> **Exercise brief**
Can you lay out the lines from the one containing "[locate] the tiered" up to and including the one containing "<point>517,134</point>" as a JSON list of strings, with one string per line and blank lines left out?

> **Provided records**
-- Begin --

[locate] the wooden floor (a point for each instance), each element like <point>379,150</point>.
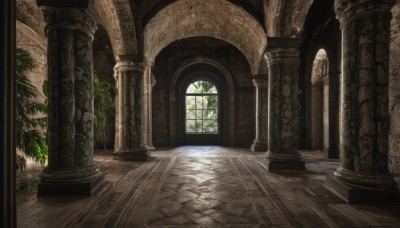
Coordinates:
<point>207,187</point>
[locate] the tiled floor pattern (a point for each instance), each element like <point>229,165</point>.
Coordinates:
<point>207,187</point>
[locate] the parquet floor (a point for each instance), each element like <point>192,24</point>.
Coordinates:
<point>207,187</point>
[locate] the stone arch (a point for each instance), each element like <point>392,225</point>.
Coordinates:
<point>118,19</point>
<point>291,18</point>
<point>210,18</point>
<point>229,121</point>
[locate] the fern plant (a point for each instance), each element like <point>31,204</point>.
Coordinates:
<point>29,138</point>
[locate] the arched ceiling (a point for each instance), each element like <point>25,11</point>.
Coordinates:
<point>206,18</point>
<point>31,15</point>
<point>149,8</point>
<point>118,19</point>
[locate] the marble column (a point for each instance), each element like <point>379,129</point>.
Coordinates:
<point>260,143</point>
<point>129,143</point>
<point>363,175</point>
<point>149,83</point>
<point>283,66</point>
<point>70,169</point>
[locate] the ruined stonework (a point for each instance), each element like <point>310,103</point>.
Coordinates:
<point>70,169</point>
<point>394,92</point>
<point>36,45</point>
<point>364,123</point>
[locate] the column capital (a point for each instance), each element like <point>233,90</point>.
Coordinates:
<point>282,49</point>
<point>283,55</point>
<point>260,81</point>
<point>350,10</point>
<point>69,18</point>
<point>129,63</point>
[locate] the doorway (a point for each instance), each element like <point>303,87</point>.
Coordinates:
<point>202,113</point>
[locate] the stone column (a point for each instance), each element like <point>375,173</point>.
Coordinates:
<point>283,64</point>
<point>70,169</point>
<point>363,175</point>
<point>129,144</point>
<point>149,83</point>
<point>260,143</point>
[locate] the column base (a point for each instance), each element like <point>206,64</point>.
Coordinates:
<point>140,154</point>
<point>285,165</point>
<point>283,161</point>
<point>86,187</point>
<point>150,147</point>
<point>357,195</point>
<point>258,147</point>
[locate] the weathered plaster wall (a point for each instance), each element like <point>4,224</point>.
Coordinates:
<point>31,15</point>
<point>169,61</point>
<point>394,92</point>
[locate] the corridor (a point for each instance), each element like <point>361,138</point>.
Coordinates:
<point>207,187</point>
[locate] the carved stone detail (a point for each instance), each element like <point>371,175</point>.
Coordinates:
<point>260,142</point>
<point>283,108</point>
<point>364,117</point>
<point>129,139</point>
<point>70,19</point>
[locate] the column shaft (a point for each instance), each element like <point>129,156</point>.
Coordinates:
<point>283,66</point>
<point>260,142</point>
<point>364,118</point>
<point>129,144</point>
<point>70,109</point>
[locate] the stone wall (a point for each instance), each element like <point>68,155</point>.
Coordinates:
<point>394,93</point>
<point>36,45</point>
<point>168,62</point>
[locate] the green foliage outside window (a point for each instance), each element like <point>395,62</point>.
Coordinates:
<point>30,120</point>
<point>201,108</point>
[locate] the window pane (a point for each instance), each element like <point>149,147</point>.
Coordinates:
<point>190,102</point>
<point>211,114</point>
<point>199,114</point>
<point>202,108</point>
<point>199,102</point>
<point>190,114</point>
<point>199,126</point>
<point>190,126</point>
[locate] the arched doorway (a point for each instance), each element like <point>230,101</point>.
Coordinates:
<point>202,113</point>
<point>320,102</point>
<point>202,101</point>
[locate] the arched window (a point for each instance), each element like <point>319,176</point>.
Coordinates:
<point>201,108</point>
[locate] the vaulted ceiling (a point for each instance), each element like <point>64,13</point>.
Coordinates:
<point>126,21</point>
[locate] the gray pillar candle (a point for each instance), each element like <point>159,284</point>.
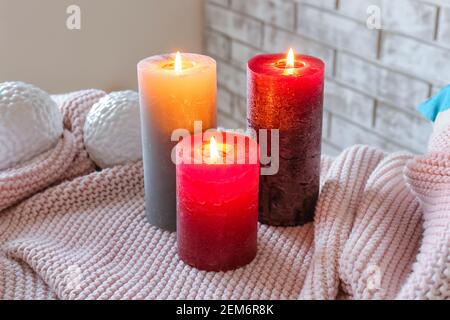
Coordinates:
<point>175,91</point>
<point>287,94</point>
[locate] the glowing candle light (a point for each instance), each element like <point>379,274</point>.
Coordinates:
<point>217,201</point>
<point>176,90</point>
<point>286,93</point>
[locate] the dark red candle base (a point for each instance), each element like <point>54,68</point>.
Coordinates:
<point>293,104</point>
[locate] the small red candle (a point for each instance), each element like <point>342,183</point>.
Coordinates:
<point>286,93</point>
<point>217,200</point>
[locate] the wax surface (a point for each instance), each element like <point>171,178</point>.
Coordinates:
<point>292,103</point>
<point>217,211</point>
<point>171,100</point>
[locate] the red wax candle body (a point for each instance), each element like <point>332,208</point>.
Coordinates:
<point>217,204</point>
<point>291,100</point>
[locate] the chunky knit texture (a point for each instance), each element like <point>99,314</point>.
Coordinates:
<point>382,231</point>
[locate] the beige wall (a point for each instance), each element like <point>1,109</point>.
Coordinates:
<point>37,47</point>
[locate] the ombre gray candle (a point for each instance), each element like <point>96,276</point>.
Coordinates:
<point>176,90</point>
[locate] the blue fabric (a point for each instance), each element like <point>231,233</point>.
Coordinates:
<point>432,107</point>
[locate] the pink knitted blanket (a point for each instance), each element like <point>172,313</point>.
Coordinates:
<point>382,231</point>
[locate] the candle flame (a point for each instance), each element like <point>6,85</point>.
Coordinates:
<point>178,63</point>
<point>213,151</point>
<point>290,60</point>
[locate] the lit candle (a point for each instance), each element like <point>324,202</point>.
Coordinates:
<point>175,90</point>
<point>286,93</point>
<point>217,199</point>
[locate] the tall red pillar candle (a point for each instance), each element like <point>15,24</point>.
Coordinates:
<point>217,200</point>
<point>286,93</point>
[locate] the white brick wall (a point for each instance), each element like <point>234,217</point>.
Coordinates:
<point>375,78</point>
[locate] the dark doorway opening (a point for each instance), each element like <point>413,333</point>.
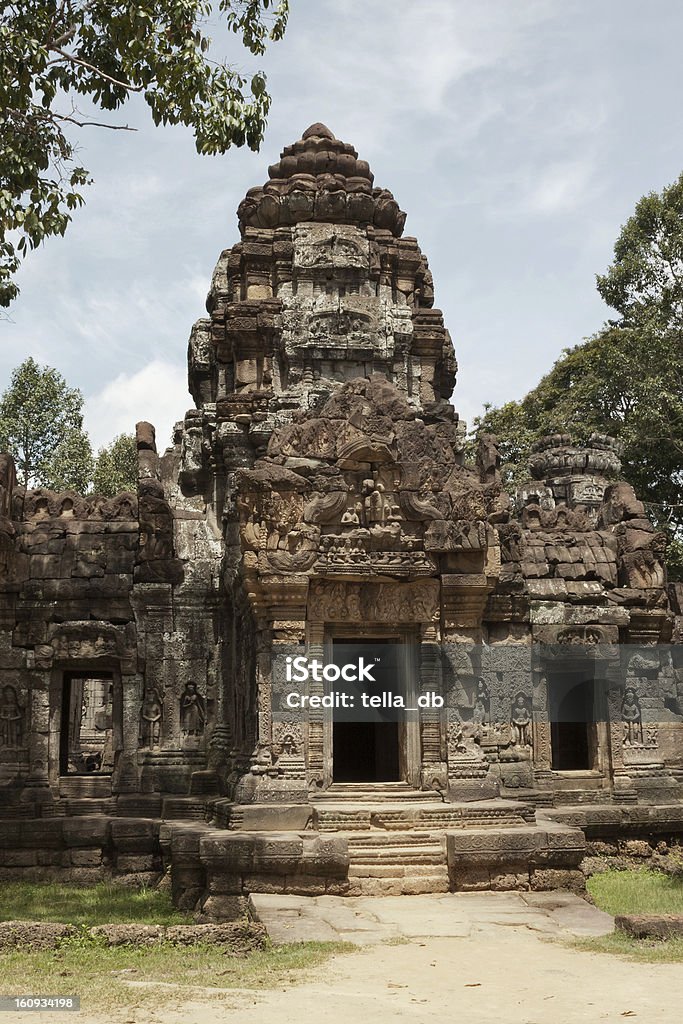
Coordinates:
<point>86,742</point>
<point>368,751</point>
<point>572,721</point>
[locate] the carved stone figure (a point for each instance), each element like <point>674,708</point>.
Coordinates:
<point>193,711</point>
<point>322,489</point>
<point>520,729</point>
<point>151,719</point>
<point>632,717</point>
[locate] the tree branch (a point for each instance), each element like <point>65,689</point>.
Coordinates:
<point>97,71</point>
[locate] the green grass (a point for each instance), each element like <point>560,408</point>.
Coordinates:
<point>644,950</point>
<point>100,904</point>
<point>101,975</point>
<point>637,892</point>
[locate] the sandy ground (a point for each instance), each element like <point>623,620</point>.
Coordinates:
<point>484,962</point>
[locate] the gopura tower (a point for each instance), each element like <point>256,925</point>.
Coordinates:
<point>318,492</point>
<point>325,433</point>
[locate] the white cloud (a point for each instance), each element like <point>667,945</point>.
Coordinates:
<point>560,187</point>
<point>157,393</point>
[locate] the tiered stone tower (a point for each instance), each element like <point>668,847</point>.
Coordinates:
<point>319,492</point>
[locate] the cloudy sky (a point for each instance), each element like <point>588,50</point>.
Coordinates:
<point>517,134</point>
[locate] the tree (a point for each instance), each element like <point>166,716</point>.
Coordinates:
<point>41,425</point>
<point>644,283</point>
<point>53,50</point>
<point>116,467</point>
<point>627,380</point>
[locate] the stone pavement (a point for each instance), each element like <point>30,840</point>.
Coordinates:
<point>369,920</point>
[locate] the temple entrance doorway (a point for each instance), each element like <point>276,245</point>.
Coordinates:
<point>573,735</point>
<point>86,742</point>
<point>369,745</point>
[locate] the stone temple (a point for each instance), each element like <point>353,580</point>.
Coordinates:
<point>321,492</point>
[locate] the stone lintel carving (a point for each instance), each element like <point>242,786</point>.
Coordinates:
<point>414,602</point>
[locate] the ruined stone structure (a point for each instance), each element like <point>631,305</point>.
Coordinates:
<point>319,492</point>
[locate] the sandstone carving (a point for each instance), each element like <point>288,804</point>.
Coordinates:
<point>321,492</point>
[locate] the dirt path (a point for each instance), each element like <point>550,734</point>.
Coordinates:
<point>493,963</point>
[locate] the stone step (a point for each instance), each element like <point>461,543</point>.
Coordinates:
<point>184,808</point>
<point>406,816</point>
<point>361,792</point>
<point>410,884</point>
<point>86,807</point>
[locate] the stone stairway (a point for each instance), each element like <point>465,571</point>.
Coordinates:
<point>396,863</point>
<point>85,795</point>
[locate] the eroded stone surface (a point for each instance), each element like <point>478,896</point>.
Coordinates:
<point>321,486</point>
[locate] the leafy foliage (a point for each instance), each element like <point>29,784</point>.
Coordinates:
<point>54,50</point>
<point>41,425</point>
<point>116,467</point>
<point>627,380</point>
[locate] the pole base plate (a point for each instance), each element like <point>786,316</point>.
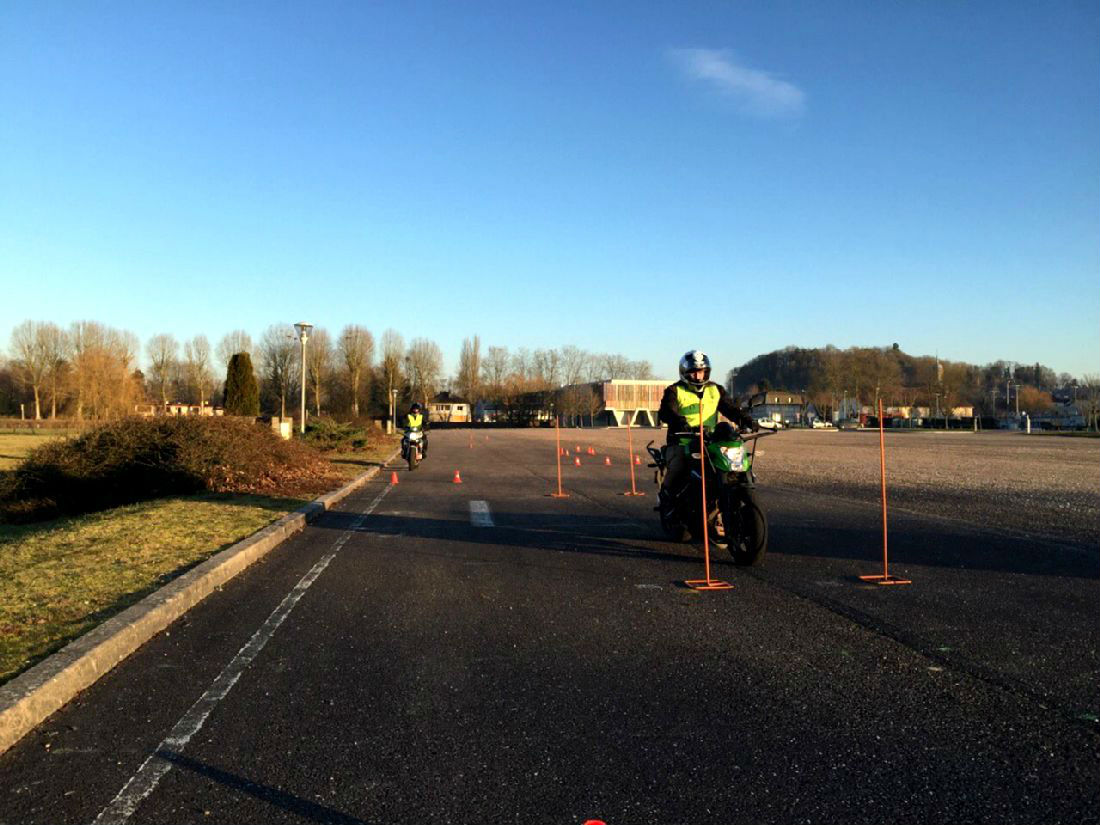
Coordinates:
<point>707,584</point>
<point>884,579</point>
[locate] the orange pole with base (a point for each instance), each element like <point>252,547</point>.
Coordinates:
<point>705,583</point>
<point>886,578</point>
<point>557,432</point>
<point>629,441</point>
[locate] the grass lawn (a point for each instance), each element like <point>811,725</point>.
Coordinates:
<point>59,579</point>
<point>14,447</point>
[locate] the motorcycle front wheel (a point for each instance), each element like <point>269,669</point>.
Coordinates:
<point>746,528</point>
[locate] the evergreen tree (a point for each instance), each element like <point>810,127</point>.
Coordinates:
<point>242,395</point>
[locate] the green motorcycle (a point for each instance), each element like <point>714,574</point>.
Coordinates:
<point>734,517</point>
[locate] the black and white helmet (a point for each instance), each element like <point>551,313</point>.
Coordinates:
<point>694,360</point>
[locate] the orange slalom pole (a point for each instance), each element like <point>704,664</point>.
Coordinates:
<point>886,578</point>
<point>705,583</point>
<point>557,432</point>
<point>629,441</point>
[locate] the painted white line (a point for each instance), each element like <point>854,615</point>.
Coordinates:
<point>149,774</point>
<point>480,515</point>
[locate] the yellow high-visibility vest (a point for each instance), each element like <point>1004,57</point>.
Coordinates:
<point>690,406</point>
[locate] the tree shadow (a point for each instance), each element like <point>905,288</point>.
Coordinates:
<point>919,543</point>
<point>274,796</point>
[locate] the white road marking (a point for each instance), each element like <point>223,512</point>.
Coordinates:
<point>480,515</point>
<point>149,774</point>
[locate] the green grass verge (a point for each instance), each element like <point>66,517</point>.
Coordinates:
<point>62,578</point>
<point>14,448</point>
<point>59,579</point>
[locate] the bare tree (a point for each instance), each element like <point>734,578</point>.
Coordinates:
<point>162,351</point>
<point>232,343</point>
<point>54,349</point>
<point>277,349</point>
<point>102,359</point>
<point>31,359</point>
<point>574,363</point>
<point>614,366</point>
<point>197,359</point>
<point>1089,400</point>
<point>318,363</point>
<point>523,366</point>
<point>393,352</point>
<point>355,348</point>
<point>424,364</point>
<point>495,367</point>
<point>547,367</point>
<point>469,380</point>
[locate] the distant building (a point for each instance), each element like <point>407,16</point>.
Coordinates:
<point>449,408</point>
<point>781,406</point>
<point>612,403</point>
<point>176,408</point>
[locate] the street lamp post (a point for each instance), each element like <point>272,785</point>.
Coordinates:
<point>304,330</point>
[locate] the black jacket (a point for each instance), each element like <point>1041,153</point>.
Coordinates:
<point>670,408</point>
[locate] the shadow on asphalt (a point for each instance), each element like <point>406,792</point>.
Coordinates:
<point>936,548</point>
<point>278,799</point>
<point>930,546</point>
<point>573,534</point>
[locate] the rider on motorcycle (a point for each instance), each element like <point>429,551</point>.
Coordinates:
<point>682,405</point>
<point>415,420</point>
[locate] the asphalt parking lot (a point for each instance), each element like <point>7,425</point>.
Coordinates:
<point>542,661</point>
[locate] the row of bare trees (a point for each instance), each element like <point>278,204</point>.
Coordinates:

-- End --

> **Final result**
[
  "[locate] the tiered stone tower (a point for each instance), each element like <point>668,847</point>.",
  "Coordinates:",
  "<point>319,492</point>",
  "[locate] the cloudy sky (a point for each instance), each element like <point>588,50</point>.",
  "Coordinates:",
  "<point>517,134</point>"
]